## [TASK DIRECTIONS]
Pull out each line of the rows below that contains the word "thorax", and copy those lines without changing them.
-- START OF GIVEN DATA --
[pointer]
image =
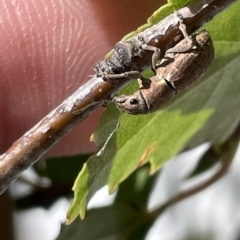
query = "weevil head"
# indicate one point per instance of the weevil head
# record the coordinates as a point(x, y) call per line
point(132, 104)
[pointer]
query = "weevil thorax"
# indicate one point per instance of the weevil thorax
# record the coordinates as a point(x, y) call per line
point(132, 104)
point(121, 59)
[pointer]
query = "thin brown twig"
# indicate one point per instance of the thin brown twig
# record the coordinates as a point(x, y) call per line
point(38, 140)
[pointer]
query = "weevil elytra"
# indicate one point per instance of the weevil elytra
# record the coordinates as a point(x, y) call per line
point(177, 73)
point(124, 60)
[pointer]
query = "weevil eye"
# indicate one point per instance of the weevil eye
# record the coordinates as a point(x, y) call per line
point(133, 101)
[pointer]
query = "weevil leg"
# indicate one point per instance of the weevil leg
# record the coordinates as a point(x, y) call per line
point(183, 29)
point(144, 83)
point(128, 75)
point(188, 45)
point(156, 54)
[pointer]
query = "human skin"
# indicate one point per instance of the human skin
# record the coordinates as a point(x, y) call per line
point(47, 50)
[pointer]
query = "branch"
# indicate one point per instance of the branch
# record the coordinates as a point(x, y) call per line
point(38, 140)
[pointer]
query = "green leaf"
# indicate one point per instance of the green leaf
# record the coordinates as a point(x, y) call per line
point(207, 112)
point(95, 171)
point(161, 13)
point(137, 188)
point(117, 222)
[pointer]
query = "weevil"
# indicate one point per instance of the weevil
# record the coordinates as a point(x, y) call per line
point(177, 73)
point(124, 61)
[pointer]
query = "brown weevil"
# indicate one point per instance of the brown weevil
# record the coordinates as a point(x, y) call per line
point(177, 73)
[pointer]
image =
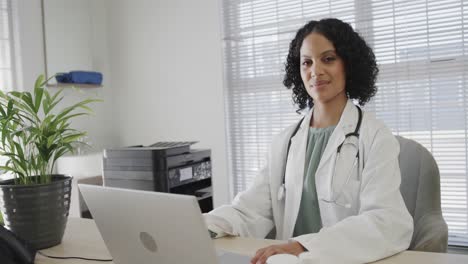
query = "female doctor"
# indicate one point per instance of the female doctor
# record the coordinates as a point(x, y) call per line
point(331, 183)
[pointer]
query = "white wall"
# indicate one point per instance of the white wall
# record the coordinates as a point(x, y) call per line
point(100, 125)
point(162, 70)
point(166, 64)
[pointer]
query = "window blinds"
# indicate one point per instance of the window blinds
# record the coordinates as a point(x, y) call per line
point(6, 47)
point(421, 48)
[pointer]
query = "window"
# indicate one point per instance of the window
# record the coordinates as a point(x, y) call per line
point(421, 47)
point(7, 65)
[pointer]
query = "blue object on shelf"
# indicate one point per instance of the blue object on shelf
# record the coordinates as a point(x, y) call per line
point(80, 77)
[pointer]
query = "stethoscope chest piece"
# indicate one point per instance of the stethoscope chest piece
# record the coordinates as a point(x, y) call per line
point(281, 191)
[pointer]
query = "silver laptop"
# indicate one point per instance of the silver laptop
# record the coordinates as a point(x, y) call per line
point(152, 227)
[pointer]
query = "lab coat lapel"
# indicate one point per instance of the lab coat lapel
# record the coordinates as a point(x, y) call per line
point(295, 176)
point(347, 124)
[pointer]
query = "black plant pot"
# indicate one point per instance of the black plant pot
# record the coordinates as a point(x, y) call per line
point(37, 213)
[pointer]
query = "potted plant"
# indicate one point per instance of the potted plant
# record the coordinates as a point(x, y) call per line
point(33, 135)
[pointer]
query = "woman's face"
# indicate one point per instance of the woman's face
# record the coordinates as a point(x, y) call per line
point(322, 71)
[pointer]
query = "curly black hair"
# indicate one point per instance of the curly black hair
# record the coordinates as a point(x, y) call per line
point(359, 60)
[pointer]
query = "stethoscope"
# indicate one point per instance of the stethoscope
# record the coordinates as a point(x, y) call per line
point(346, 141)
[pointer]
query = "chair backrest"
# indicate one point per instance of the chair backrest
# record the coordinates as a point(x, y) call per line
point(420, 188)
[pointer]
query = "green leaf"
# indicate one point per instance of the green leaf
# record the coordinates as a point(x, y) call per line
point(39, 81)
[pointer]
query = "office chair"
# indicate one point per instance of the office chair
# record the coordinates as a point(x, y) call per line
point(420, 188)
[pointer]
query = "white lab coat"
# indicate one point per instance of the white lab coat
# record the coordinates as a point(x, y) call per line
point(376, 224)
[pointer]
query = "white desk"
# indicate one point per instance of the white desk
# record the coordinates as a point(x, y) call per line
point(83, 239)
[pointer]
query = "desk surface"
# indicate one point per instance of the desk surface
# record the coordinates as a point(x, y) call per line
point(83, 239)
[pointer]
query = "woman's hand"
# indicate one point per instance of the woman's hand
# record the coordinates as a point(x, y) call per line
point(294, 248)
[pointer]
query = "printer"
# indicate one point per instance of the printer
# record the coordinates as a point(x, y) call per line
point(171, 167)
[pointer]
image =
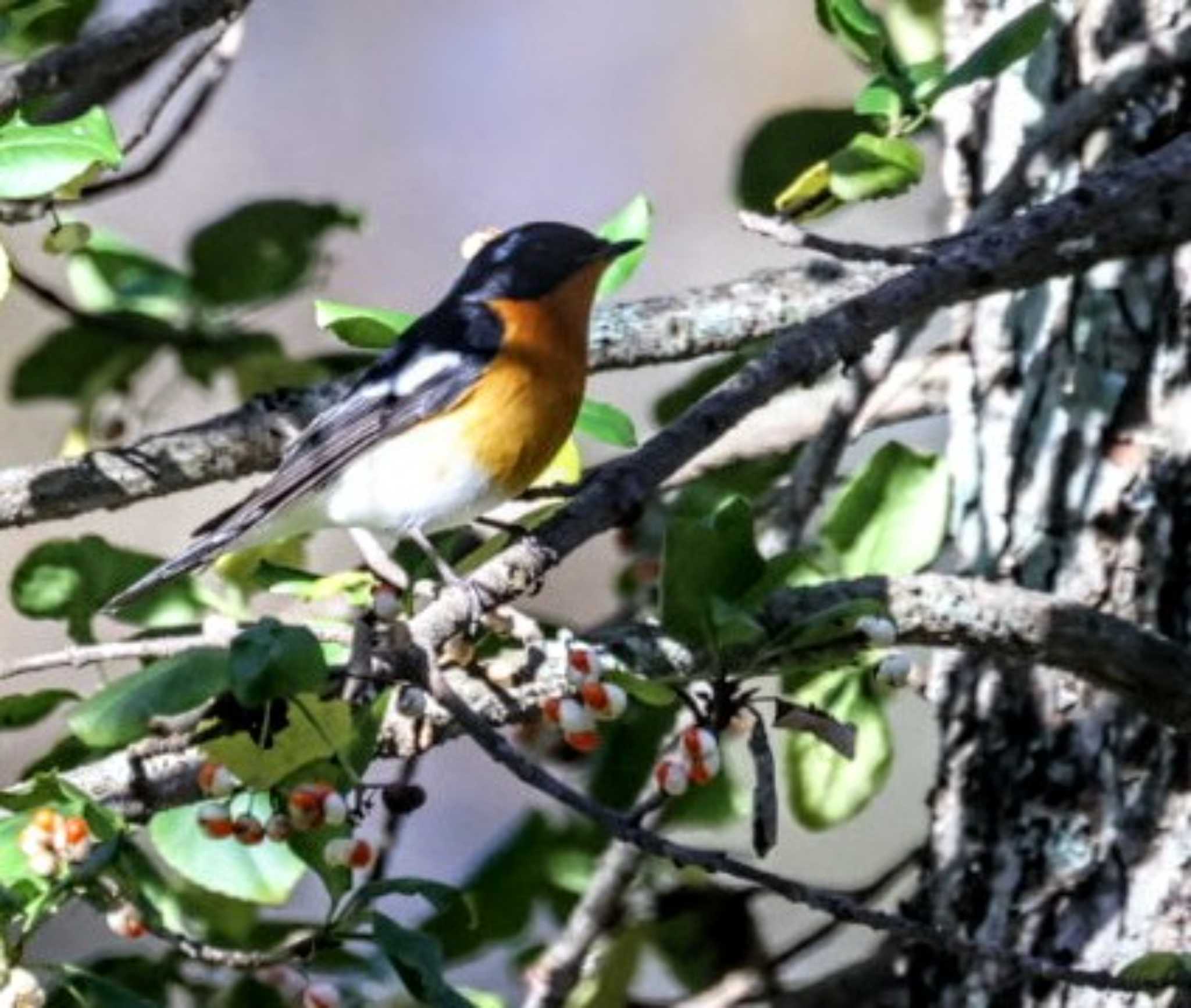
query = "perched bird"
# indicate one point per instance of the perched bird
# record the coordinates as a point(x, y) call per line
point(459, 416)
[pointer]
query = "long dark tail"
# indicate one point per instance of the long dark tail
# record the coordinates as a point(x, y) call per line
point(224, 530)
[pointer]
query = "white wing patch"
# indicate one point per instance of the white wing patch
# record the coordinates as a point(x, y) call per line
point(415, 375)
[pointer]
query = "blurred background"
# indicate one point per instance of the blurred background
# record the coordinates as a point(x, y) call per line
point(435, 119)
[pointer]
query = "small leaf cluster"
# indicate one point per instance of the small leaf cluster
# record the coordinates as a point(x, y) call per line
point(809, 162)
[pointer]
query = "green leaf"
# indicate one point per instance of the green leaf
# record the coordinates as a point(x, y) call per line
point(22, 710)
point(833, 624)
point(95, 992)
point(265, 874)
point(718, 802)
point(418, 961)
point(891, 517)
point(206, 358)
point(294, 746)
point(84, 361)
point(30, 26)
point(67, 238)
point(112, 275)
point(882, 98)
point(66, 753)
point(704, 559)
point(633, 220)
point(704, 932)
point(72, 578)
point(354, 586)
point(501, 893)
point(825, 788)
point(262, 250)
point(36, 160)
point(858, 30)
point(605, 423)
point(872, 168)
point(622, 767)
point(369, 329)
point(1169, 968)
point(122, 711)
point(270, 661)
point(786, 145)
point(916, 30)
point(647, 691)
point(609, 986)
point(440, 895)
point(1010, 43)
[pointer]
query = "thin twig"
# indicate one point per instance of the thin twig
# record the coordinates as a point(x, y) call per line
point(557, 971)
point(796, 501)
point(1127, 73)
point(79, 656)
point(836, 903)
point(142, 37)
point(745, 985)
point(793, 236)
point(217, 60)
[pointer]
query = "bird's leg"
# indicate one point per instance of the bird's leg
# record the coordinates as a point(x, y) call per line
point(378, 560)
point(510, 528)
point(476, 607)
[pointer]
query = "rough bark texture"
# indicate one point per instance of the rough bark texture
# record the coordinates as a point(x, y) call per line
point(1060, 818)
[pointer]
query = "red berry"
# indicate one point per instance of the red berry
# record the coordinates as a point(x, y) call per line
point(700, 743)
point(306, 807)
point(361, 856)
point(76, 830)
point(279, 828)
point(594, 695)
point(208, 776)
point(583, 742)
point(249, 830)
point(215, 820)
point(672, 776)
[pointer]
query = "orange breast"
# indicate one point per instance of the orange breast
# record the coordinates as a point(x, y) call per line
point(519, 414)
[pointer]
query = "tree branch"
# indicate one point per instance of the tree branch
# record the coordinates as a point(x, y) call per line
point(1021, 251)
point(140, 38)
point(1131, 70)
point(839, 905)
point(1010, 621)
point(249, 439)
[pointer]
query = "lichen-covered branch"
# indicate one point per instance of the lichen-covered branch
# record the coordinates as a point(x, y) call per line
point(1094, 221)
point(249, 439)
point(980, 617)
point(140, 38)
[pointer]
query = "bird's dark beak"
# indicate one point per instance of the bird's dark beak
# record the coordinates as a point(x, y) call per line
point(614, 250)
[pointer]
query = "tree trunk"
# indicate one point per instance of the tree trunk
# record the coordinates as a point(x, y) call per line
point(1060, 817)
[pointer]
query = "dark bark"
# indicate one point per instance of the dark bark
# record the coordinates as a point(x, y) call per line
point(1060, 816)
-- END OF GIVEN DATA --
## [RESPONSE]
query = "weevil thorax"
# indicate one point per instance of the weevil thorax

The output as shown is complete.